| Extract |
• • • •
I eventually had to get some sun and cool down, as you see in this self portrait. I have no idea what my expression here is saying; I look constipated.
A view up the trial you see behind me in the previous photo. It's pretty damn steep, though rather level. A good biking workout; starts off easy, but by the time you're about to where my dad is in this photo you're struggling to keep going at all. And you've got several hundred yards yet ahead of you, all uphill, once the path curves around to the right.
Here's a look down the hill back towards the road. The mogul field is over to the left. Click this to see the large verison, and you can see that those little dots in the middle are actually people, a couple and their two kids, who were running all over the hillside and having a great time getting their shoes very dirty. If you've never been to this area or walked trails similar to them, you can't really imagine how weird it was to see all of the hills wide open and clear of vegetation. There's just always been this totally impassable (lacking a chainsaw) chaparral that's more than head height and very tough, dry, half-dead wood. You literally can not get through if it you're anything larger than a rabbit.
• • • •
| Stated task A |
Answer these questions from the trail passage:
(i) Who is pictured partway up the steep path?
(ii) What lies over to the left in the look down the hill?
(iii) What animal marks the largest size that can get through the chaparral?
| Stated task B |
Echo the trail passage verbatim, everything from "I eventually had" down to "I look constipated.".
• • • •
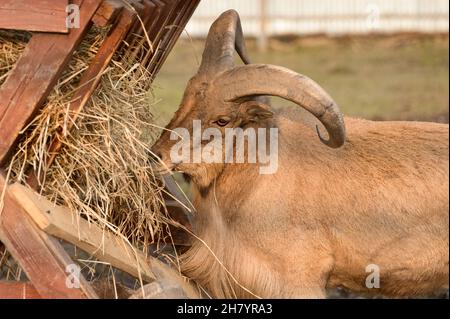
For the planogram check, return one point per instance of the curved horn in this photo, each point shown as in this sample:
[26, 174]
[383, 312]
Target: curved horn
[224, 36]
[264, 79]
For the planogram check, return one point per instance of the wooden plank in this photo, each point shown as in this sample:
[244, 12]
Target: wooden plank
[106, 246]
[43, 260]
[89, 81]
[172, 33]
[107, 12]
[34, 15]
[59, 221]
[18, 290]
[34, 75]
• • • •
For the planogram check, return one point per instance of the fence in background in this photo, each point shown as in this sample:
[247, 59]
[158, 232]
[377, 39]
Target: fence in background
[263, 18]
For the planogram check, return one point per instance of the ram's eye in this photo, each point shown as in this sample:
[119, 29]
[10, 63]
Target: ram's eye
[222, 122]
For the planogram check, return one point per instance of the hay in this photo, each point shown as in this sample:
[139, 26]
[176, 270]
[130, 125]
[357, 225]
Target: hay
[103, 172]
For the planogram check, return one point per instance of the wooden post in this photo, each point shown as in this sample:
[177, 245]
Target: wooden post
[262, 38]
• • • •
| Complete response A |
(i) The writer's dad.
(ii) The mogul field.
(iii) A rabbit.

| Complete response B |
I eventually had to get some sun and cool down, as you see in this self portrait. I have no idea what my expression here is saying; I look constipated.